__Provided data__.

_____

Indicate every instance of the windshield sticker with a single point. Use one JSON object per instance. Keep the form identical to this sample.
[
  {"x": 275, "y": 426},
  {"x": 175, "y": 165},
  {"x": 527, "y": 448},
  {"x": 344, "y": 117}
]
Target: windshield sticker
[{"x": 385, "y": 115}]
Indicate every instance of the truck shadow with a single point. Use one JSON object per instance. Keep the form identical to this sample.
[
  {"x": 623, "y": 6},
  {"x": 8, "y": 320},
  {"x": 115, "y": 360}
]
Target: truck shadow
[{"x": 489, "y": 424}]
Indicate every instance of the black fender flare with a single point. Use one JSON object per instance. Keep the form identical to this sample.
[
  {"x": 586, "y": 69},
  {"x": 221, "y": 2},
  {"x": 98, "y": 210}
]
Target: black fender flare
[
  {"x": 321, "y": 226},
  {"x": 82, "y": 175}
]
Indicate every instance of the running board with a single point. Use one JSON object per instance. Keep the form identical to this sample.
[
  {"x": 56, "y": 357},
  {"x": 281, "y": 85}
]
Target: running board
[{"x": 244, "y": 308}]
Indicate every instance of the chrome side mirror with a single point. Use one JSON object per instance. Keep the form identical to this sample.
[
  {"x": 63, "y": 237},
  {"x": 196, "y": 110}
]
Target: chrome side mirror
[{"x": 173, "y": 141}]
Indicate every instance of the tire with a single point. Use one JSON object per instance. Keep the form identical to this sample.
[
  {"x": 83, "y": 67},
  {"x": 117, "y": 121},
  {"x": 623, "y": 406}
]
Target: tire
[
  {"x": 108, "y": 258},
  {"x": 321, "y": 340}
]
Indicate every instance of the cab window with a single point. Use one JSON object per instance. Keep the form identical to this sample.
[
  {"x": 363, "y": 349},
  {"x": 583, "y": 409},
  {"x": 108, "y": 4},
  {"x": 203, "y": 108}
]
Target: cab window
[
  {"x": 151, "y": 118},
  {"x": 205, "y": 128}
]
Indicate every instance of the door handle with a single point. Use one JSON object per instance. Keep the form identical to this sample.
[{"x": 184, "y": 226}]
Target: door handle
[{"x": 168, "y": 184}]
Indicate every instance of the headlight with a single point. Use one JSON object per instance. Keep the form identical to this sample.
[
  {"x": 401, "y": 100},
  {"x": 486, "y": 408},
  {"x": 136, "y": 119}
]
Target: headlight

_____

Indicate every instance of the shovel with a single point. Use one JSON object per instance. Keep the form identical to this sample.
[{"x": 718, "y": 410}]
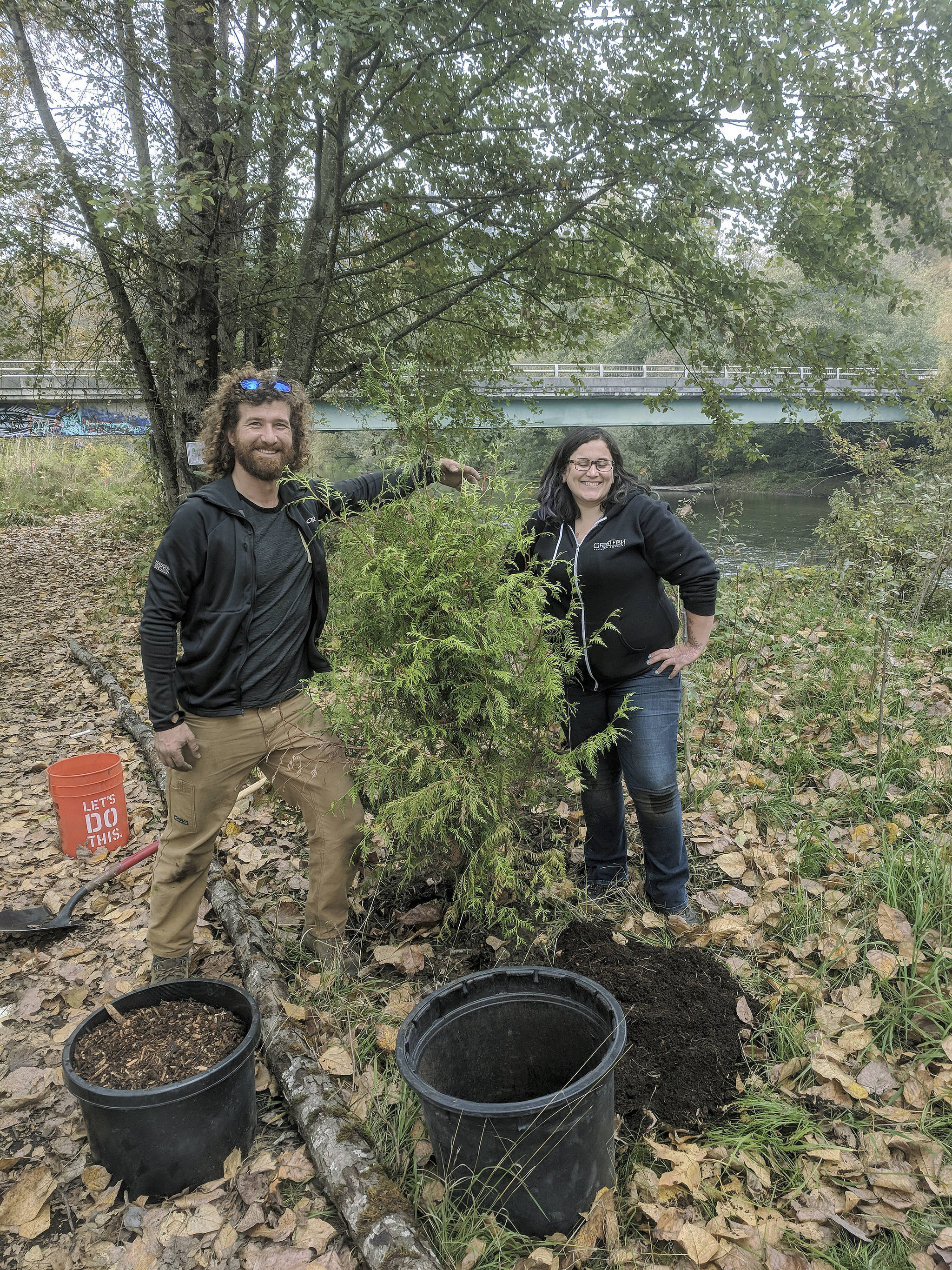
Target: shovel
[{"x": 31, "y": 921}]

_____

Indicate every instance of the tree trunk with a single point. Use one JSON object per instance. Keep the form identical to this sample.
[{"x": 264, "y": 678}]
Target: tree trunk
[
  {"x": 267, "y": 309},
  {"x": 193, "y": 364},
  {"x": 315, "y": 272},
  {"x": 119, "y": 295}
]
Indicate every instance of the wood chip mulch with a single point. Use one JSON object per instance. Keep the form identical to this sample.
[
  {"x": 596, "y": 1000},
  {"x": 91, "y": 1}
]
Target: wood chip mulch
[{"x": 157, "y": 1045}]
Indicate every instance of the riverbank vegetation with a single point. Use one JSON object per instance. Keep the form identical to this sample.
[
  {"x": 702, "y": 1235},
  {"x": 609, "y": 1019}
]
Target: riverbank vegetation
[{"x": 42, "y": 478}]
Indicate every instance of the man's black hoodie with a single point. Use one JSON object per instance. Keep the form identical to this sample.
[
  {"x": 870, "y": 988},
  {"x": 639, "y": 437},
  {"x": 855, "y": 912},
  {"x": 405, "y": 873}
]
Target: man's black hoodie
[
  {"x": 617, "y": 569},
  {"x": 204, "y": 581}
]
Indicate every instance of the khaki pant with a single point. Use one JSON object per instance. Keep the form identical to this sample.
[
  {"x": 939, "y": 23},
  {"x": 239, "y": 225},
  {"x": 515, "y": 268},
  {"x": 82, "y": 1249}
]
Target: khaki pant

_____

__Exercise__.
The lines needed are those in the data above that hold the string "khaki"; copy each of them.

__Task response__.
Indicate every instance of the khaki pant with a single point. Use one JSON object per instance. Keep the form identical to this sample.
Target: khaki pant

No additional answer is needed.